■ Exercises to complete:
1) In the Zeppelin tutorial, which file do you need to download before starting?
2) Rewrite the Zeppelin tutorial starting at "Current main backend" and ending at "using filter function.", replacing "Apache Spark" with "Apache Flink".
3) Write the next part of the Zeppelin tutorial, picking up after its last sentence.

■ Excerpt provided:
════════════════

Current main backend processing engine of Zeppelin is Apache Spark. If you're new to this system, you might want to start by getting an idea of how it processes data to get the most out of Zeppelin.
Tutorial with Local File
Data Refine
Before you start Zeppelin tutorial, you will need to download bank.zip.
First, to transform csv format data into RDD of Bank objects, run following script. This will also remove header using filter function.
val bankText = sc.textFile("yourPath/bank/bank-full.csv")
case class Bank(age:Integer, job:String, marital : String, education : String, balance : Integer)
// split each line, filter out header (starts with "age"), and map it into Bank case class
val bank = bankText.map(s=>s.split(";")).filter(s=>s(0)!="\"age\"").map(
s=>Bank(s(0).toInt,
s(1).replaceAll("\"", ""),
s(2).replaceAll("\"", ""),
s(3).replaceAll("\"", ""),
s(5).replaceAll("\"", "").toInt
)
)
// convert to DataFrame and create temporal table
bank.toDF().registerTempTable("bank")
Data Retrieval
Suppose we want to see age distribution from bank. To do this, run:
%sql select age, count(1) from bank where age < 30 group by age order by age
You can make input box for setting age condition by replacing 30 with ${maxAge=30}.

════════════════

■ Entries supplied:
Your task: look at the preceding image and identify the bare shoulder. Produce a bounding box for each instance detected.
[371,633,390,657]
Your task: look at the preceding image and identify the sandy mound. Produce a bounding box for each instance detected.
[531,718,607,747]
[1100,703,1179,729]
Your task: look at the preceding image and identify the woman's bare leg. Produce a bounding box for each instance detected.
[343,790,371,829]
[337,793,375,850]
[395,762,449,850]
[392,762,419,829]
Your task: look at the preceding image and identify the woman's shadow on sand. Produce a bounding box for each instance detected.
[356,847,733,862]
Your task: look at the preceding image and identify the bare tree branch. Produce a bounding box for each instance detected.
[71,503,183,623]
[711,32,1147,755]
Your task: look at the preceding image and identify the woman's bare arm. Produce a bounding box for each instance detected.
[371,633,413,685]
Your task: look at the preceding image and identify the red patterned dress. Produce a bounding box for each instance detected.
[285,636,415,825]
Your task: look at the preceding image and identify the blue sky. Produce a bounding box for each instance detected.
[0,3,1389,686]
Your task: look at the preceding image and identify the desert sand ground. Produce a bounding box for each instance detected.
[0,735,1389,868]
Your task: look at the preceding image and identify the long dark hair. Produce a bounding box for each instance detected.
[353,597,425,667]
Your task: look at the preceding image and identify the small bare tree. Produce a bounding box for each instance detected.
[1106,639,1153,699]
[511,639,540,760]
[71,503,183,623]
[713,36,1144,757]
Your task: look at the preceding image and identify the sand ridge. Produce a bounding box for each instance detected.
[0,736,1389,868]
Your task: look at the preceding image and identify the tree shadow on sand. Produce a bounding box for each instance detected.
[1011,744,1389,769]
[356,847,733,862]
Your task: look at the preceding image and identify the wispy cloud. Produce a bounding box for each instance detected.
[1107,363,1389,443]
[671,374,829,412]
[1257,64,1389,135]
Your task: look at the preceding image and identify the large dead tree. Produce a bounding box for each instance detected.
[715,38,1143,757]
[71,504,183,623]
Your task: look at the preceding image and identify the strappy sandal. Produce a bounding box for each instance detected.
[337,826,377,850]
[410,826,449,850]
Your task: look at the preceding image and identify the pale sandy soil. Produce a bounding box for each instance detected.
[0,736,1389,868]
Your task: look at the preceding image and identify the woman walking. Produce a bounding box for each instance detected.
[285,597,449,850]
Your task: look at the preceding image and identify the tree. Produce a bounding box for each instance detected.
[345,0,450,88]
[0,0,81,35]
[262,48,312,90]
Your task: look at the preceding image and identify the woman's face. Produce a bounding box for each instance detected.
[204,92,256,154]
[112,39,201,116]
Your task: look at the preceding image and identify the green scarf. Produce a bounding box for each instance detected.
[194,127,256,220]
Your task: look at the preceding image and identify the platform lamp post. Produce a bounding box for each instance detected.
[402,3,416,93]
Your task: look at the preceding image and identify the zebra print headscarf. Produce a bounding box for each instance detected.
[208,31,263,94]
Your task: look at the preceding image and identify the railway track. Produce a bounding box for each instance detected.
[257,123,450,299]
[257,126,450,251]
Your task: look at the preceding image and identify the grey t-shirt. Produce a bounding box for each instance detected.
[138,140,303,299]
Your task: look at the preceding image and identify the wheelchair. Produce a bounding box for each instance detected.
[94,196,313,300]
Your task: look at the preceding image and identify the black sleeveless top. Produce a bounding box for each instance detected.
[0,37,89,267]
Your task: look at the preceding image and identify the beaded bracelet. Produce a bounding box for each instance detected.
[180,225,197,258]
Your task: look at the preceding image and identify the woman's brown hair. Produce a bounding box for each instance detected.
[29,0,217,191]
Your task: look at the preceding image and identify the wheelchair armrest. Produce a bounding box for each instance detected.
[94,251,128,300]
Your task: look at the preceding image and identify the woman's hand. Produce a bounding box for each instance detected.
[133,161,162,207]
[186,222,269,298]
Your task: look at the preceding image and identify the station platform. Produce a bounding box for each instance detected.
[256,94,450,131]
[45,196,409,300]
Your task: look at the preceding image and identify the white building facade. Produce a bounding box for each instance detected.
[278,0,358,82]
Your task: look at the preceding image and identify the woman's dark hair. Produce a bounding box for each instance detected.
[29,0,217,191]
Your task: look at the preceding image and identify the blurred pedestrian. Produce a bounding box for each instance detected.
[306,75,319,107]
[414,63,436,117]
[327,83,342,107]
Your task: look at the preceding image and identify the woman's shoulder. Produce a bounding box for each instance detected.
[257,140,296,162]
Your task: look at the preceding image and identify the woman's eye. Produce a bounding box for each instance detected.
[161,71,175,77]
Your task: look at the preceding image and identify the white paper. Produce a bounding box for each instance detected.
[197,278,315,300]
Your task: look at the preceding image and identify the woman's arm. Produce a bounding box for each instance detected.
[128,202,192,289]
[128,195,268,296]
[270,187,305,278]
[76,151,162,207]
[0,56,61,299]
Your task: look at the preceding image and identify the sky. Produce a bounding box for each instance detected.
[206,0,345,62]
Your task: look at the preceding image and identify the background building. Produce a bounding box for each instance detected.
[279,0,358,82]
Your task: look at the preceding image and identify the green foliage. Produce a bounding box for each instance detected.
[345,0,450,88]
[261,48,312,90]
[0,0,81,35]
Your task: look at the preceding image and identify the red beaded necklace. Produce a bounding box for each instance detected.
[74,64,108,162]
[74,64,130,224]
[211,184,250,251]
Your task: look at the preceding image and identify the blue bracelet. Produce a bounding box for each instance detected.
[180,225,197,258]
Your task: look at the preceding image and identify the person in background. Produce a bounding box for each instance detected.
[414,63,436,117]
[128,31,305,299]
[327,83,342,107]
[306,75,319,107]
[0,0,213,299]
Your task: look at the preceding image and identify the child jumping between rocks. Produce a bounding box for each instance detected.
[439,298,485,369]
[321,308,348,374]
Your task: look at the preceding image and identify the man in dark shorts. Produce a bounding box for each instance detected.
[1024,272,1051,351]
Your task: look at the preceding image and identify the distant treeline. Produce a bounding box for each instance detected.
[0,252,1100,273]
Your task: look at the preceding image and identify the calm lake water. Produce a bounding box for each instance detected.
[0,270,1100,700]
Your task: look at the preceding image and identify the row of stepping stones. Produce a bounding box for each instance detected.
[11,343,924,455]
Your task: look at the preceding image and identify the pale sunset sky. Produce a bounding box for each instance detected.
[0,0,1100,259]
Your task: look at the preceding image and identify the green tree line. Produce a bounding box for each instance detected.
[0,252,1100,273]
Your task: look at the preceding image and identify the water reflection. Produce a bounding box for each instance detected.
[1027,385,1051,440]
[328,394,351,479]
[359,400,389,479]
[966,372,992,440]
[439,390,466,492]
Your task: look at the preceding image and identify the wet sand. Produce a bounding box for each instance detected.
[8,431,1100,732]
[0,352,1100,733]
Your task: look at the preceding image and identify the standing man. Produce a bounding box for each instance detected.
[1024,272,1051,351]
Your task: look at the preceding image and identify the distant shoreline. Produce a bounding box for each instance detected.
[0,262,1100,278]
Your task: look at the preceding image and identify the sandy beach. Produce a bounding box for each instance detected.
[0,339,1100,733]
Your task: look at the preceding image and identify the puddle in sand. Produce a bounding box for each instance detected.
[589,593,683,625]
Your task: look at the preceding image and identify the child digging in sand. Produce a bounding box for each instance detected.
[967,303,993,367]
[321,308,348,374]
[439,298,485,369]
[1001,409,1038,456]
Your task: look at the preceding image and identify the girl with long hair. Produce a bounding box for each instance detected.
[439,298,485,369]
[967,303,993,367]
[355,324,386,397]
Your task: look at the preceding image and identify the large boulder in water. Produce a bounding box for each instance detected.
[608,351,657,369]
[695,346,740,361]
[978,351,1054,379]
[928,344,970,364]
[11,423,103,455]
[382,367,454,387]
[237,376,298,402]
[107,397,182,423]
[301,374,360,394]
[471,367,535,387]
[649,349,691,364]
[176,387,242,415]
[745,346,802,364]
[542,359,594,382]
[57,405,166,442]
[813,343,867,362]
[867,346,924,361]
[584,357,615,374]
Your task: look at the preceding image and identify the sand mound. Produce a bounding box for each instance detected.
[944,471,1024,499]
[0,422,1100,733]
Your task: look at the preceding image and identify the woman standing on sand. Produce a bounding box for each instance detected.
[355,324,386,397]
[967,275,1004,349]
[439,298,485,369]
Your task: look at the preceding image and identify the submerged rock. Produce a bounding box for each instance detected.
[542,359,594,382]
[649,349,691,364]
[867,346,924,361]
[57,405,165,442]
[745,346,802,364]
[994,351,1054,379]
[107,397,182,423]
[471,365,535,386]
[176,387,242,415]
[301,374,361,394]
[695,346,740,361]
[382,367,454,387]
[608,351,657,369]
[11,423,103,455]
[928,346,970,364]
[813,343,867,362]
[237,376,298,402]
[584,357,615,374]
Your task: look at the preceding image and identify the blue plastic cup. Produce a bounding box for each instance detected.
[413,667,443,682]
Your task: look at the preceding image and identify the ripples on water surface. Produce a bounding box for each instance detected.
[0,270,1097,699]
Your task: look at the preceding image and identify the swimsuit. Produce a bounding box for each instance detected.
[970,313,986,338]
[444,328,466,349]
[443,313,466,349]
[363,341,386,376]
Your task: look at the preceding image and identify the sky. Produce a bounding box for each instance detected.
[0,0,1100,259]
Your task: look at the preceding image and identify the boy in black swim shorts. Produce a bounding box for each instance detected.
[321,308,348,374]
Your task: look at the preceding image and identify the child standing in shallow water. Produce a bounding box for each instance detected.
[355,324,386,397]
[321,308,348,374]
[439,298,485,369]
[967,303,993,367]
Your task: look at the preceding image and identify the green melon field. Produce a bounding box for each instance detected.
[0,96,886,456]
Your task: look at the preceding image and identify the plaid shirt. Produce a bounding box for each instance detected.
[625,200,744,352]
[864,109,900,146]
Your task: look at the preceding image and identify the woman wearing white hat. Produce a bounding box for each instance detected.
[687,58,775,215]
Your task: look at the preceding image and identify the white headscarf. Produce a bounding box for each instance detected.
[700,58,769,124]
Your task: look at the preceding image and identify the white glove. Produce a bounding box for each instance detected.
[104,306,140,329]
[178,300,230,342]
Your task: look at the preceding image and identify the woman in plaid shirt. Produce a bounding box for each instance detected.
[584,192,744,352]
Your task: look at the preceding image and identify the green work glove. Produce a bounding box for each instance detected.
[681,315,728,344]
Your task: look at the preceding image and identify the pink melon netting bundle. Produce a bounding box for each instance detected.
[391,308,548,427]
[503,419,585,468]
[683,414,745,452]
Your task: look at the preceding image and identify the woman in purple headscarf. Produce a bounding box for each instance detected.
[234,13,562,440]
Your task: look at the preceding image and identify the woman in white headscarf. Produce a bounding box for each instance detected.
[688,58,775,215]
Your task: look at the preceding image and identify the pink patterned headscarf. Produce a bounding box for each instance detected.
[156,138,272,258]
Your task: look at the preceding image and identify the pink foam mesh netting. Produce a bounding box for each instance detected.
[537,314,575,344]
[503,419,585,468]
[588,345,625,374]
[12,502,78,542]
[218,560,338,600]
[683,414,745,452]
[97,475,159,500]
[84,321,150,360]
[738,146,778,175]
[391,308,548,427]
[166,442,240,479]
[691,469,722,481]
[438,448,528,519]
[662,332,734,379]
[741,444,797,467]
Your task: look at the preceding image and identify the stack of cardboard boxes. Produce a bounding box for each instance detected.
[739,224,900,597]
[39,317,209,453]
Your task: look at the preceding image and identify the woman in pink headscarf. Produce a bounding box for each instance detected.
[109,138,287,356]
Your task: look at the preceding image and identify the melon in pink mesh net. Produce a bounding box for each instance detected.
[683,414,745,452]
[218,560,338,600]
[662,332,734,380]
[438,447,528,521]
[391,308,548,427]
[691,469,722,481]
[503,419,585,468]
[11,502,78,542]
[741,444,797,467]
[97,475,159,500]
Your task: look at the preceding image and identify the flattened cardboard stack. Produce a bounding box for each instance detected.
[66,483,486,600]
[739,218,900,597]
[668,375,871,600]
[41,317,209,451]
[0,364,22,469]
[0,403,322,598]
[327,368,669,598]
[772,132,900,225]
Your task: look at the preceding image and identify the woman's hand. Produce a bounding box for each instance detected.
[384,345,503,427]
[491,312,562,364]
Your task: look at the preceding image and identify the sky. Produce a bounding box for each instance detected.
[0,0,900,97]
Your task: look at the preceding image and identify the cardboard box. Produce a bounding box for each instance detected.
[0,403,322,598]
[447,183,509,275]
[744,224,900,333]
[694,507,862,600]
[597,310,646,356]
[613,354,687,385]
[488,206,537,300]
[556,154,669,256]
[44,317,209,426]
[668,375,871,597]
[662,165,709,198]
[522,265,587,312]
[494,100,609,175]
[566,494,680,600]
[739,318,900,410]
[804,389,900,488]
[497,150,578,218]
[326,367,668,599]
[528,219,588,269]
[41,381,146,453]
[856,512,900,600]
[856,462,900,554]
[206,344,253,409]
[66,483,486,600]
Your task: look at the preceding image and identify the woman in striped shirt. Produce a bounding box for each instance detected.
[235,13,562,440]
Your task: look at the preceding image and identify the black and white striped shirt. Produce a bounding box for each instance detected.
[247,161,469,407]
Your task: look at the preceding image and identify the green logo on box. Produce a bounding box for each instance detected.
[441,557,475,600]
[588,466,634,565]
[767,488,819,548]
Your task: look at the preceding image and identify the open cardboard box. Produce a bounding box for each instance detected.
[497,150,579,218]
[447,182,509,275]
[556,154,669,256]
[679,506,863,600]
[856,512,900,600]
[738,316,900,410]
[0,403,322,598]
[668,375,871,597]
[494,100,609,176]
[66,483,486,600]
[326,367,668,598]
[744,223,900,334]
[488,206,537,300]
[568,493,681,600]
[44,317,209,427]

════════════════

■ Responses to the exercise:
1) bank.zip

2)
Current main backend processing engine of Zeppelin is Apache Flink. If you're new to this system, you might want to start by getting an idea of how it processes data to get the most out of Zeppelin.
Tutorial with Local File
Data Refine
Before you start Zeppelin tutorial, you will need to download bank.zip.
First, to transform csv format data into RDD of Bank objects, run following script. This will also remove header using filter function.

3)
%sql select age, count(1) from bank where age < ${maxAge=30} group by age order by age
Now we want to see age distribution with certain marital status and add combo box to select marital status. Run:
%sql select age, count(1) from bank where marital="${marital=single,single|divorced|married}" group by age order by age
## Tutorial with Streaming Data
Data Refine
Since this tutorial is based on Twitter's sample tweet stream, you must configure authentication with a Twitter account. To do this, take a look at Twitter Credential Setup. After you get API keys, you should fill out credential related values(apiKey, apiSecret, accessToken, accessTokenSecret) with your API keys on following script.
This will create a RDD of Tweet objects and register these stream data as a table:
import org.apache.spark.streaming._
import org.apache.spark.streaming.twitter._
import org.apache.spark.storage.StorageLevel
import scala.io.Source
import scala.collection.mutable.HashMap
import java.io.File
import org.apache.log4j.Logger
import org.apache.log4j.Level
import sys.process.stringSeqToProcess
/** Configures the Oauth Credentials for accessing Twitter */
def configureTwitterCredentials(apiKey: String, apiSecret: String, accessToken: String, accessTokenSecret: String) {
val configs = new HashMap[String, String] ++= Seq(
"apiKey" -> apiKey, "apiSecret" -> apiSecret, "accessToken" -> accessToken, "accessTokenSecret" -> accessTokenSecret)
println("Configuring Twitter OAuth")
configs.foreach{ case(key, value) =>
if (value.trim.isEmpty) {
throw new Exception("Error setting authentication - value for " + key + " not set")
}
val fullKey = "twitter4j.oauth." + key.replace("api", "consumer")
System.setProperty(fullKey, value.trim)
println("\tProperty " + fullKey + " set as [" + value.trim + "]")
}
println()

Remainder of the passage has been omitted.